======== Information provided ========

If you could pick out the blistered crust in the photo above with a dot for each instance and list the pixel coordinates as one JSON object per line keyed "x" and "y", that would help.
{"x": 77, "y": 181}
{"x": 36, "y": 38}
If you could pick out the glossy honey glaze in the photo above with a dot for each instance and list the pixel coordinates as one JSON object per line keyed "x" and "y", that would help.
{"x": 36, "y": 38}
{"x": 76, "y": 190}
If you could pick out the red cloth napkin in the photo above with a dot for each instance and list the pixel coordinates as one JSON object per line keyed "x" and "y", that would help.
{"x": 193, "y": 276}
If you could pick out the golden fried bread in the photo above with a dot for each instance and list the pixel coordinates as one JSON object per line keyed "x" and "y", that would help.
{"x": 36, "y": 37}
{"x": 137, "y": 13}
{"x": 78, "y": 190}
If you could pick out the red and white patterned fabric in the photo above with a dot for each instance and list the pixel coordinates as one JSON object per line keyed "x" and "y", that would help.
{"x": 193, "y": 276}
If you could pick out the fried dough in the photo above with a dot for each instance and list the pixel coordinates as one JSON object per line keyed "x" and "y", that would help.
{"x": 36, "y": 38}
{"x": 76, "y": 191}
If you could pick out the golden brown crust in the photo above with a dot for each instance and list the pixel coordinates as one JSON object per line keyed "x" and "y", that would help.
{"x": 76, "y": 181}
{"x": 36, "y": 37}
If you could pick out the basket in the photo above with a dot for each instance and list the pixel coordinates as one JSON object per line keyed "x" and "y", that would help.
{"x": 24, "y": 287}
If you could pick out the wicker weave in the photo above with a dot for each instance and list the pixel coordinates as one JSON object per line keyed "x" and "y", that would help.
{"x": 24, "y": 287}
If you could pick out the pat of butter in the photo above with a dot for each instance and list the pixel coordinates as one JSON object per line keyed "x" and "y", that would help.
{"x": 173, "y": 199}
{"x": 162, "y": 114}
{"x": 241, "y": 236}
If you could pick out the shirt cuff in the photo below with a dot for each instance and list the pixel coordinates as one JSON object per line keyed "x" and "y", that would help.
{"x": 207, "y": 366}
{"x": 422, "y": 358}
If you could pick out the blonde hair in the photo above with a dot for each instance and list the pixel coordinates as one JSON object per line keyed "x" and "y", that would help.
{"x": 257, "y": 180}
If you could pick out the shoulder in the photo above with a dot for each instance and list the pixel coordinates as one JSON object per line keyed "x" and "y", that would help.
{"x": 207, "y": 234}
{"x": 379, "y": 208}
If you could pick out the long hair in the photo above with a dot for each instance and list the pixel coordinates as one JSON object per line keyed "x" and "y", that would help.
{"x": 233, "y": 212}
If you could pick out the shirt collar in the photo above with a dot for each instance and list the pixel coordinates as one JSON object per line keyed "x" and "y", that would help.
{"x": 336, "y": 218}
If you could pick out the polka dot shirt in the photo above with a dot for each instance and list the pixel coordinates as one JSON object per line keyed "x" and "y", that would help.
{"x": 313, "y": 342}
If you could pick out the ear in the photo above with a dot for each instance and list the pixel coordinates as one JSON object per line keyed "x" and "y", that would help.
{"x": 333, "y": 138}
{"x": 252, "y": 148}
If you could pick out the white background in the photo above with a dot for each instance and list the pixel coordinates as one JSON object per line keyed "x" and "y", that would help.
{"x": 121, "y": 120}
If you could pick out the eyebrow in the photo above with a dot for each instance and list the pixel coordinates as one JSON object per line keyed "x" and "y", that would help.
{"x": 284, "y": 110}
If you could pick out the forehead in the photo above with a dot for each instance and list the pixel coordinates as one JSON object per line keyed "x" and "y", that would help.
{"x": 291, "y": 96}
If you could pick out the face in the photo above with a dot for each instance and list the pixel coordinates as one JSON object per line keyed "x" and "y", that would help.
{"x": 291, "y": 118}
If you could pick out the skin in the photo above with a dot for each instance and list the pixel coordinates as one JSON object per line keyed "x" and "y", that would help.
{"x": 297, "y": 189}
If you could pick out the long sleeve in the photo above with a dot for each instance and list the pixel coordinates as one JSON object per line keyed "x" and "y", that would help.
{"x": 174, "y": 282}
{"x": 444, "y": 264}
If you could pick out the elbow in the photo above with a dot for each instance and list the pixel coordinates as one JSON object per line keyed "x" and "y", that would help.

========

**Exercise aim**
Reproduce exactly the line containing "If you could pick out the face" and every line after it through the end of the records above, and nothing else.

**Correct result**
If you could pick out the face in the photo above with a dot for each instance and list the pixel coordinates as one JSON object per line keyed "x" and "y", that would help.
{"x": 291, "y": 118}
If you could pick out the skin in the photo above with a dot for each instance and list the pixel coordinates as one JSON object per line keyed "x" and "y", that would help.
{"x": 297, "y": 189}
If you could pick out the long sleeve in the photo above with a dot for each instance and list the pixel coordinates as one JSON object per line keyed "x" and "y", that would help.
{"x": 174, "y": 282}
{"x": 444, "y": 264}
If you could pick out the elbow in the photo above with a dot for each instance and list the pixel coordinates as one JSON object per line keyed "x" and "y", that would help.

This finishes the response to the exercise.